EXCERPTED DATA >>
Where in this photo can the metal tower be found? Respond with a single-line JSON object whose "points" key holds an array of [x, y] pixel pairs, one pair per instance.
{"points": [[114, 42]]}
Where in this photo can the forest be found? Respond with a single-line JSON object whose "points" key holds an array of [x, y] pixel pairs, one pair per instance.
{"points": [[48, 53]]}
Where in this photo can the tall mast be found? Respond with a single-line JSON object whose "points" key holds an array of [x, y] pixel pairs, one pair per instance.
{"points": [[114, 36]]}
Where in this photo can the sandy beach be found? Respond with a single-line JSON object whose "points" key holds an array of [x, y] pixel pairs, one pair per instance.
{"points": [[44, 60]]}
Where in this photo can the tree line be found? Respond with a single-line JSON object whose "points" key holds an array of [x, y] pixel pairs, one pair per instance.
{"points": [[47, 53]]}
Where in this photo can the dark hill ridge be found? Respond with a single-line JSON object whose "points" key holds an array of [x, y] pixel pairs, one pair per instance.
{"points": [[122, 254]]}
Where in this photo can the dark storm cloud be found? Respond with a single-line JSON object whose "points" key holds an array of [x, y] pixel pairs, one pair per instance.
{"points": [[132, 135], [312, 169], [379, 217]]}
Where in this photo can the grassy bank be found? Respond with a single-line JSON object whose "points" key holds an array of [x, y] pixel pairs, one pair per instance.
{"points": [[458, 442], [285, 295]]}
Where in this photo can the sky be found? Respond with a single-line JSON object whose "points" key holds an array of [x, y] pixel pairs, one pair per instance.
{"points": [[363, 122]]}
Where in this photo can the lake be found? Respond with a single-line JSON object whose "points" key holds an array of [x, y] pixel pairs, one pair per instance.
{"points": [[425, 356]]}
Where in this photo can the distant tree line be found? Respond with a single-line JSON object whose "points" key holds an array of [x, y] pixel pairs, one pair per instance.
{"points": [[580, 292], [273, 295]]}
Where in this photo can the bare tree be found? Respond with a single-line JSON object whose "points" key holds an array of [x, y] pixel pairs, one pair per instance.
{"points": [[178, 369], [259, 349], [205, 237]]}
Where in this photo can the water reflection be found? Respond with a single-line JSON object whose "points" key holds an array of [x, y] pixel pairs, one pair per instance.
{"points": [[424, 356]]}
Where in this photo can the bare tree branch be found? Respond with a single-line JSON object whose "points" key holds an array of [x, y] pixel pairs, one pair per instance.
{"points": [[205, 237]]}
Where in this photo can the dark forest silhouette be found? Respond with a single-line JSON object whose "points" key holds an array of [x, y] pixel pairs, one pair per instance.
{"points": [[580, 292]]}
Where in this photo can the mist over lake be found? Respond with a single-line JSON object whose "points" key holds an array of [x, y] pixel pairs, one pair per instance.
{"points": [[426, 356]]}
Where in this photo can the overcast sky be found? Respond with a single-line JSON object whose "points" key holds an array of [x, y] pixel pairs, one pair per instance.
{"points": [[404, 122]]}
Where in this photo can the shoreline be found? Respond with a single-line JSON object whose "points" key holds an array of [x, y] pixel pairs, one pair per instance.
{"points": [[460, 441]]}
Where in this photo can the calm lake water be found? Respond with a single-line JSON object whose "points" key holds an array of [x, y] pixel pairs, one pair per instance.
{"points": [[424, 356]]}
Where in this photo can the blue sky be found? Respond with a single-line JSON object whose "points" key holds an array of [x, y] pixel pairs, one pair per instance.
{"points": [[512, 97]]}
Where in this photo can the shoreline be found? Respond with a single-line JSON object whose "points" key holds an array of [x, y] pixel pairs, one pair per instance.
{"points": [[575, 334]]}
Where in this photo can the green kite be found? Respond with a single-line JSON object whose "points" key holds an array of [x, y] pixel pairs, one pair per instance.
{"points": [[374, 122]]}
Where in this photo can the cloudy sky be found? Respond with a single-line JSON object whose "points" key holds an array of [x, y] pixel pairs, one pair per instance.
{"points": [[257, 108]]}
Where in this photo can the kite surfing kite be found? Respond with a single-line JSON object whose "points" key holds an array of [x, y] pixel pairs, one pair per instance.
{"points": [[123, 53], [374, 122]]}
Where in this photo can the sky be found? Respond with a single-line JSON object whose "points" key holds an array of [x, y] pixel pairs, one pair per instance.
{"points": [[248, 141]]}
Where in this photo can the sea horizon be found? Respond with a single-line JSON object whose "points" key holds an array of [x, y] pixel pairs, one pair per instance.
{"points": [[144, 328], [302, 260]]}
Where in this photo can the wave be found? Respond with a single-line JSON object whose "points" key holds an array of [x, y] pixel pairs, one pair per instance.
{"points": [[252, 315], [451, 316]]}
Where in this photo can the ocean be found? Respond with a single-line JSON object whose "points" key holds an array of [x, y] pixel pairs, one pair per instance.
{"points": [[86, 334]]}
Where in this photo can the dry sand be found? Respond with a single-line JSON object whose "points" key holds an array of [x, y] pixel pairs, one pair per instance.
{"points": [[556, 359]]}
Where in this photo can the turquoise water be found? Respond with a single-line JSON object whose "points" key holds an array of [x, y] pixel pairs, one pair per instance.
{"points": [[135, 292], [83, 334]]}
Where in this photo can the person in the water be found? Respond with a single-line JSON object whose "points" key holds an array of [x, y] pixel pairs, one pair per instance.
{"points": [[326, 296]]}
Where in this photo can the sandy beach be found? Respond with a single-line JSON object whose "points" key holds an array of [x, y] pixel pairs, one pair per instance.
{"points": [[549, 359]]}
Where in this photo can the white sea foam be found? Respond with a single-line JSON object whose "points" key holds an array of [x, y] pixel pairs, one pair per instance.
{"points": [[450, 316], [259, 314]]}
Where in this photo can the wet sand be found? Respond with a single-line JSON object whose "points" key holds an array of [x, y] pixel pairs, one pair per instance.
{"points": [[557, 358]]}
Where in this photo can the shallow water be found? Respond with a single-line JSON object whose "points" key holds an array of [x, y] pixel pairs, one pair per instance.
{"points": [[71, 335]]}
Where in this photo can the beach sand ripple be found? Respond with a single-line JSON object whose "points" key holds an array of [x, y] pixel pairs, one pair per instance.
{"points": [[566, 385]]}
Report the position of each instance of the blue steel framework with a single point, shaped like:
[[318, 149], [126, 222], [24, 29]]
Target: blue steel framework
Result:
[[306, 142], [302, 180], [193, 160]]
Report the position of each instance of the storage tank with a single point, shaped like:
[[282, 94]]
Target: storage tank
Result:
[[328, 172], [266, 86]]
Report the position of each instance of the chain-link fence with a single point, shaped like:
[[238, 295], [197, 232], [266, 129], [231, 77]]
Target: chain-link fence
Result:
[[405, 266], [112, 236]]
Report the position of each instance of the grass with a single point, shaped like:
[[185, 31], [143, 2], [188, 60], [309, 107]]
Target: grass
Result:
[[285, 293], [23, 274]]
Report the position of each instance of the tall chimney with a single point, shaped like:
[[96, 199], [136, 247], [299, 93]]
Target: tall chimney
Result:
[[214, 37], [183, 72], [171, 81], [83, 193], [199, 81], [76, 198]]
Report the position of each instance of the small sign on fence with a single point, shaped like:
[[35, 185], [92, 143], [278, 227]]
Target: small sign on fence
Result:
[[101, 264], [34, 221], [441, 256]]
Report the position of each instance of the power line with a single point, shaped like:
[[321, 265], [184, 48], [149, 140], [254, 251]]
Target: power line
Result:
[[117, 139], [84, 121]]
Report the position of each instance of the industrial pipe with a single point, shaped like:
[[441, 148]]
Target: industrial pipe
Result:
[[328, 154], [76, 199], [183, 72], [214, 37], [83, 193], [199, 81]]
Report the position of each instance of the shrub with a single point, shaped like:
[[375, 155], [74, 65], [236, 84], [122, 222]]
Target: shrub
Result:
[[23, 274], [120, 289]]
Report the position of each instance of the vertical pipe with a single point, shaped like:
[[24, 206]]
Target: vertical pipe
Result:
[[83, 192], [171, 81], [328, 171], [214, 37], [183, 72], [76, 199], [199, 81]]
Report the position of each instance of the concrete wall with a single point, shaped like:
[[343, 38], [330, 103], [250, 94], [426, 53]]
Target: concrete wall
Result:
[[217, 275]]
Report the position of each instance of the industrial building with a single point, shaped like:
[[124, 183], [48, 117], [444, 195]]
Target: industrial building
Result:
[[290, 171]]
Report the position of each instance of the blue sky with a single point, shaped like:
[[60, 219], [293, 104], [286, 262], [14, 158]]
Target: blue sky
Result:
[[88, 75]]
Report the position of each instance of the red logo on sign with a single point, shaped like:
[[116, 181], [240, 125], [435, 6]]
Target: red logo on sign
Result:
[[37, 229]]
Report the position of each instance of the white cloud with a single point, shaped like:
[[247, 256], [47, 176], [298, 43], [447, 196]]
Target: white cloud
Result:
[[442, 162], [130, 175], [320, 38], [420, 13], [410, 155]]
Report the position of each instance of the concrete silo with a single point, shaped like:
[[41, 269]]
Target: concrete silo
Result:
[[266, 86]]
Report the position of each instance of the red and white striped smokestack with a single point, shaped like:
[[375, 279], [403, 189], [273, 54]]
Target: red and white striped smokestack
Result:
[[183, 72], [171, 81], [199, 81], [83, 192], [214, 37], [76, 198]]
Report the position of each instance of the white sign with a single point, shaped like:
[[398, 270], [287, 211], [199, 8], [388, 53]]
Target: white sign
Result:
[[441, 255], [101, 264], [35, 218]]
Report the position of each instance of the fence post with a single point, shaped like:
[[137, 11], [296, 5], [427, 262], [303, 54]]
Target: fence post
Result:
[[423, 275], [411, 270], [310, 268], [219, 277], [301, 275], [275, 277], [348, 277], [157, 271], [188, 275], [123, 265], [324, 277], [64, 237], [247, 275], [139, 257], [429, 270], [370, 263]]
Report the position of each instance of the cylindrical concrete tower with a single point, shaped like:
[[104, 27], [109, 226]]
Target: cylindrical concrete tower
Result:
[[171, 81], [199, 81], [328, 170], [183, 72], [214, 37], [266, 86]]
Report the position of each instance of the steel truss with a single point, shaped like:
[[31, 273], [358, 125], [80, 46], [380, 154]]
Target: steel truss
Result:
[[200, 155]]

WORK ORDER >> Say how many lines of the records contain the word "wall", and give no other output.

TASK SOLUTION >> 2